- _RECORDS TO USE_
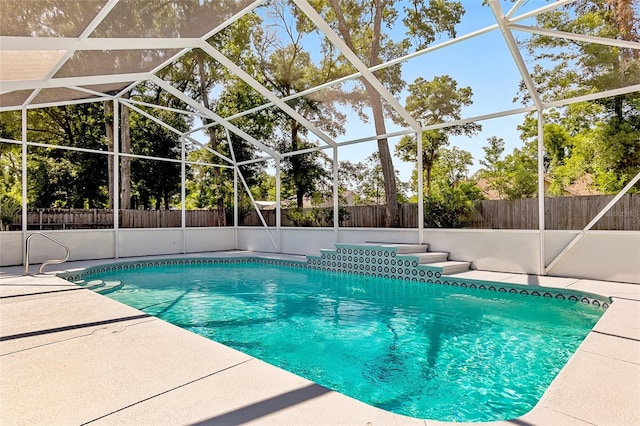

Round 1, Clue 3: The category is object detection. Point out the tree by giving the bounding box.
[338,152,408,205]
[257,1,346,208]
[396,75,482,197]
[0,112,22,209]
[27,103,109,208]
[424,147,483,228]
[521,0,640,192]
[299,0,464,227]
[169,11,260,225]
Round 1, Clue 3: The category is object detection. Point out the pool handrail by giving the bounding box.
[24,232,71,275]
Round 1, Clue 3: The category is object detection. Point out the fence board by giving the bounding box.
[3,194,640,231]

--

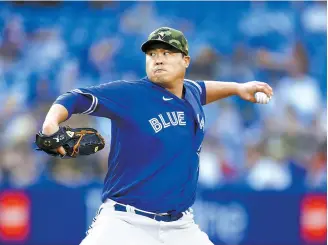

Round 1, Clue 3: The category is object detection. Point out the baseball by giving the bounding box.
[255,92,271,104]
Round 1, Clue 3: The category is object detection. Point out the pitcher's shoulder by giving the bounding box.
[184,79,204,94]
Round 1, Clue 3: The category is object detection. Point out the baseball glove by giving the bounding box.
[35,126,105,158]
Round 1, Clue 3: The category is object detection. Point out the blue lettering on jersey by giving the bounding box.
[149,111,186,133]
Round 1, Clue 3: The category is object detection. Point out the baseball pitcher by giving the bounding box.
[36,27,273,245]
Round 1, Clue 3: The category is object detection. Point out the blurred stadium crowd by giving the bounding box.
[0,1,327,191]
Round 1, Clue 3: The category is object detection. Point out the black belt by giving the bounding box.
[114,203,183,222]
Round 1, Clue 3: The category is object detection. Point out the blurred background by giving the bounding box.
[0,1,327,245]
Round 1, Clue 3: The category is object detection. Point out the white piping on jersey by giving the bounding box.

...

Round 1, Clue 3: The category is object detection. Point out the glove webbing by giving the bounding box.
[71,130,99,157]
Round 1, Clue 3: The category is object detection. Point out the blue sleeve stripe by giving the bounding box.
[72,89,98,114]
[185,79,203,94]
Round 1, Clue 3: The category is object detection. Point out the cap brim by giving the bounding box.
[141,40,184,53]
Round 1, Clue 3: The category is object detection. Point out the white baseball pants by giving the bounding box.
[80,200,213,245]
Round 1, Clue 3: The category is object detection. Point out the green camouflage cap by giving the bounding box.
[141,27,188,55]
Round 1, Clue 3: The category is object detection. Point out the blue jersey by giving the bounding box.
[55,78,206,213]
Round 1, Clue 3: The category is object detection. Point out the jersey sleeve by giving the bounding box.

- _WHAT IS BEING ASKED_
Convert every line of the records, from the line containing "glove by giving the bounding box." down to the line containing "piping on jersey by giving the bounding box.", both included, into a numbered list, omitting any blank lines.

- _SOLVED EXERCISE_
1. Round 1, Clue 3: The category is object detection. Point out the baseball glove by giving the bounding box.
2. [35,126,105,158]
3. Round 1, Clue 3: The category is object detection. Point out the blue lettering on jersey by giving the bounding box.
4. [149,111,186,133]
5. Round 1, Clue 3: The category is object detection. Point out the baseball pitcher by giving the bounding box.
6. [36,27,273,245]
7. Round 1, Clue 3: The category is object detection. Point out the blurred stadium crowd by giving the bounding box.
8. [0,1,327,191]
9. Round 1, Clue 3: The category is object detection. Point out the black belt by giving the bounding box.
10. [114,203,183,222]
11. Round 1, Clue 3: The category is object detection. Point out the blurred background by giving the bounding box.
12. [0,1,327,245]
13. Round 1, Clue 3: The category is object detection. Point out the white piping on jersey by giving the bounding box.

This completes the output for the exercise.